[Start EXCERPTED DATA]

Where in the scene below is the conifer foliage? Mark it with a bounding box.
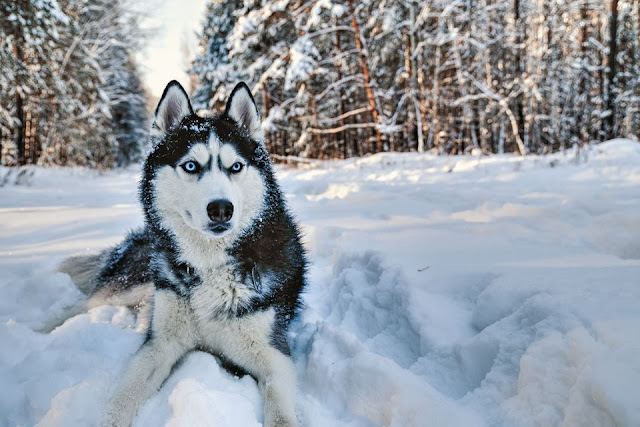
[0,0,149,167]
[191,0,640,158]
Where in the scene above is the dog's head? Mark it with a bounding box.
[141,81,270,244]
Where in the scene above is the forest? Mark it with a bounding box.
[191,0,640,158]
[0,0,149,168]
[0,0,640,167]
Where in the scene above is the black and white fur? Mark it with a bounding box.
[49,81,306,426]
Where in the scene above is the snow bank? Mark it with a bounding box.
[0,140,640,426]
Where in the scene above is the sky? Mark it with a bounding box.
[138,0,207,97]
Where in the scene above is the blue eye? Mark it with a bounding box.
[229,162,243,173]
[182,161,198,173]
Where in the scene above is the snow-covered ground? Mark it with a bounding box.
[0,140,640,427]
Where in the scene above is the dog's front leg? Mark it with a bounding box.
[258,347,298,427]
[211,310,298,427]
[103,290,195,427]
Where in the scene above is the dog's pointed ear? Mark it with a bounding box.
[151,80,193,138]
[225,82,262,141]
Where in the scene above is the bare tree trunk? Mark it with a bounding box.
[13,43,25,165]
[513,0,527,150]
[605,0,618,139]
[349,0,382,152]
[335,27,348,159]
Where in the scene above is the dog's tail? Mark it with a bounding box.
[38,229,153,333]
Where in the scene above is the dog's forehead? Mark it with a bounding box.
[187,143,211,164]
[208,130,242,166]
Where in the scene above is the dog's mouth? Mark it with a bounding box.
[207,222,231,236]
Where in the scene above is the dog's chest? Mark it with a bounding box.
[190,265,255,320]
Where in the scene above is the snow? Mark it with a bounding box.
[0,140,640,426]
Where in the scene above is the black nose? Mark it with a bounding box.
[207,199,233,222]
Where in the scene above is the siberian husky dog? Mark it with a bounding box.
[48,81,306,426]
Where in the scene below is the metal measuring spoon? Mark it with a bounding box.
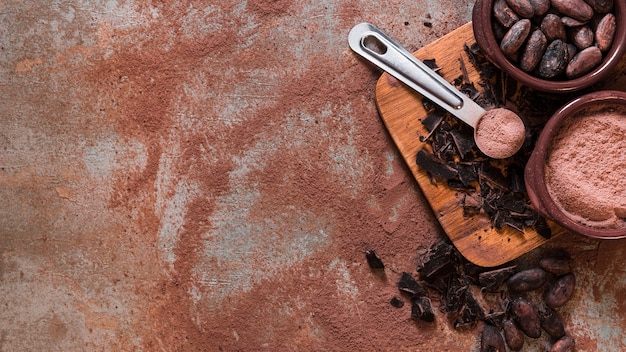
[348,23,526,159]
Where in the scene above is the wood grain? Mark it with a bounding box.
[375,23,565,267]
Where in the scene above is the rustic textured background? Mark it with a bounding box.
[0,0,626,351]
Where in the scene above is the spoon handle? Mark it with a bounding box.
[348,23,485,128]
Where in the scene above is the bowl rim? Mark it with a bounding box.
[472,0,626,93]
[524,90,626,239]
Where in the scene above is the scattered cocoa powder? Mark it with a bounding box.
[545,111,626,228]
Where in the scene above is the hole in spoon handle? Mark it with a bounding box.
[348,23,485,127]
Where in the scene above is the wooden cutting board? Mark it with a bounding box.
[375,23,565,267]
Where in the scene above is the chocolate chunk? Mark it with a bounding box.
[398,272,428,296]
[415,150,457,180]
[443,276,470,313]
[389,296,404,308]
[365,249,385,269]
[417,241,457,279]
[454,290,485,328]
[411,297,435,322]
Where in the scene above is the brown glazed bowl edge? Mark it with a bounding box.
[472,0,626,93]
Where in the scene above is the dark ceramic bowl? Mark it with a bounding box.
[472,0,626,93]
[524,91,626,239]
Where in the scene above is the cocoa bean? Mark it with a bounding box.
[530,0,550,16]
[502,319,524,351]
[510,297,541,339]
[551,0,593,22]
[571,26,594,50]
[539,305,565,339]
[550,336,575,352]
[539,257,572,276]
[506,268,547,292]
[585,0,613,13]
[596,13,616,52]
[480,325,506,352]
[493,0,520,28]
[565,46,602,79]
[544,273,576,308]
[506,0,535,18]
[500,19,530,56]
[519,29,548,72]
[537,39,569,79]
[561,16,587,27]
[540,13,567,42]
[564,43,578,63]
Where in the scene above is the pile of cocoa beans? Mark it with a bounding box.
[481,257,576,352]
[492,0,616,80]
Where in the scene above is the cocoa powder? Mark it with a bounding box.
[545,111,626,228]
[475,108,525,159]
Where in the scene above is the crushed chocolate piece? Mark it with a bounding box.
[398,272,428,296]
[417,241,458,279]
[411,296,435,322]
[365,249,385,269]
[389,296,404,308]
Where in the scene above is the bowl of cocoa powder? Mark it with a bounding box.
[524,91,626,239]
[472,0,626,93]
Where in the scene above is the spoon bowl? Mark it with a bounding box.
[348,23,526,159]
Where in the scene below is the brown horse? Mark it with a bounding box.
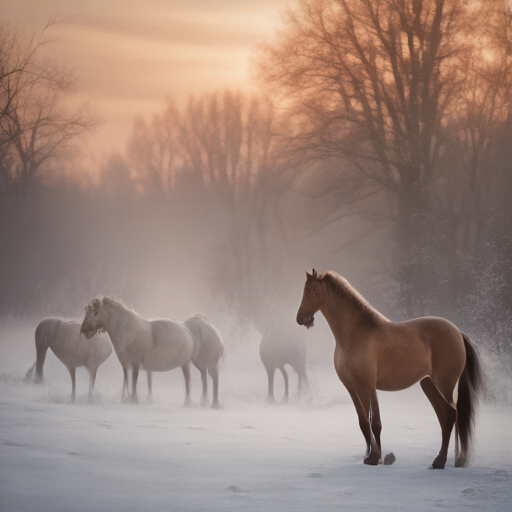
[297,270,484,469]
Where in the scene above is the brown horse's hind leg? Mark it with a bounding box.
[420,377,457,469]
[370,390,382,453]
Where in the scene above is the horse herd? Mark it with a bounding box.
[23,270,485,469]
[26,297,308,409]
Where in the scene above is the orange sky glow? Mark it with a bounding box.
[0,0,290,160]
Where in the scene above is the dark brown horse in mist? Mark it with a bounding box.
[297,270,484,469]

[End EXCERPTED DATA]

Reproduce every line of the saved data entries above word for word, omitting the pictures.

Where in the scene below is the conifer foliage? Mark it with a bounding box.
[0,0,149,167]
[191,0,640,158]
Where in the scene above is the dog's head? Mark it with a bounding box.
[141,81,270,244]
Where in the scene above is the forest? Mark it with a bounding box.
[191,0,640,158]
[0,0,149,168]
[0,0,640,167]
Where in the scene above is the black and white fur? Mark it with a bounding box.
[49,81,306,426]
Where in the scene above is the snow bank? Mark it with a bounding box.
[0,140,640,426]
Where in the scene above is the sky? Mark it with a bounding box.
[138,0,207,97]
Where in the scene above is the blue eye? Mark it with a bounding box.
[229,162,243,173]
[182,161,198,173]
Where in the scene above is the snow-covered ground? Mark it with a bounding box.
[0,140,640,427]
Where in the scene above is the dog's front leg? Mark it with a bounding box.
[258,347,298,427]
[211,310,298,427]
[103,290,195,427]
Where in the scene above is the dog's pointed ear? Mark it with a bounding box.
[151,80,193,138]
[225,82,262,141]
Where in the scene above is the bare tree trunk? Mark it with a bounding box.
[13,43,25,165]
[513,0,527,150]
[605,0,618,139]
[349,0,382,152]
[335,27,348,159]
Where in the scene above is the dog's tail? Mark it with a bounding box.
[38,229,153,333]
Where in the scene above is the dog's forehead? Mark it with a bounding box.
[187,143,211,164]
[208,130,242,166]
Where in the scene above is the dog's mouth? Mark it with a bounding box.
[207,222,231,236]
Where in the scene above is the dog's chest? Mark it with a bounding box.
[190,265,255,320]
Where in the scene above is the snow? Mark it with a bounding box.
[0,140,640,426]
Where in the scene above is the black nose? Mark it with a bounding box.
[207,199,233,222]
Where in the scene above is the siberian husky dog? Mark it with a bounding box.
[48,81,306,426]
Where in the scene below is the metal measuring spoon? Mark it with a bounding box.
[348,23,526,159]
Where in the scene above is the wood grain? Mark it with a bounding box.
[375,23,565,267]
Where in the scene above is the rustic textured background? Mark it with a bounding box.
[0,0,626,351]
Where in the scene above is the spoon handle? Mark it with a bounding box.
[348,23,485,128]
Where in the scene above is the bowl rim? Mark it with a bounding box.
[472,0,626,93]
[524,90,626,239]
Where in the scene above is the scattered cocoa powder? Mark it with a bounding box.
[545,111,626,228]
Where in the scene above is the hole in spoon handle? Mark it with a bounding box.
[348,23,485,127]
Where in the scene above is the wooden cutting board? Mark it with a bounding box.
[375,23,565,267]
Where in the scene above is the chocolate chunk? Mark it with a bounding box.
[398,272,428,296]
[415,150,457,180]
[443,276,470,313]
[389,296,404,308]
[365,249,385,269]
[417,241,457,279]
[454,290,485,328]
[411,297,435,322]
Where in the scene above is the brown glazed bowl edge? Mark it with a bounding box.
[472,0,626,93]
Where in the scene above is the dark ceramic bowl? Mark it with a bounding box.
[472,0,626,93]
[524,91,626,239]
Where in the scene above is the cocoa bean? Mark it with a bounding box.
[530,0,550,16]
[502,319,524,351]
[510,297,541,339]
[551,0,593,22]
[571,26,594,50]
[539,305,565,339]
[550,336,575,352]
[539,257,572,276]
[506,268,547,292]
[585,0,613,13]
[596,13,616,52]
[480,325,506,352]
[493,0,520,28]
[565,46,602,79]
[544,273,576,308]
[506,0,535,18]
[500,19,530,56]
[519,29,548,72]
[537,39,569,79]
[561,16,587,27]
[540,13,567,42]
[564,43,578,63]
Where in the scene above is the pile of cocoa beans? Mark it with a bounding box.
[481,257,576,352]
[492,0,616,80]
Where in the scene above is the cocoa powder? Mark it with a bounding box.
[545,111,626,228]
[475,108,525,159]
Where in the scene above is the crushed chocolate piece? Mark it with a bounding box.
[398,272,428,296]
[417,241,458,279]
[411,296,435,322]
[365,249,385,269]
[389,296,404,308]
Where in the scene above is the bowl of cocoa powder? Mark it with a bounding box.
[524,91,626,239]
[472,0,626,93]
Where in the scene above is the spoon bowl? Mark it with a bounding box.
[348,23,526,159]
Where in the scene below is the brown horse? Mark it with a bounding box.
[297,270,484,469]
Where in the scene above is the brown horse's hind leg? Mark it with a bounding box.
[420,377,457,469]
[370,390,382,453]
Where in the scene above is the horse herd? Mark it with a bounding box.
[23,270,485,469]
[26,297,308,409]
Where in the scene above is the orange sky glow? Mark it with a bounding box.
[0,0,290,160]
Where in the scene above is the dark brown horse in mist? Mark it with a bounding box.
[297,270,484,469]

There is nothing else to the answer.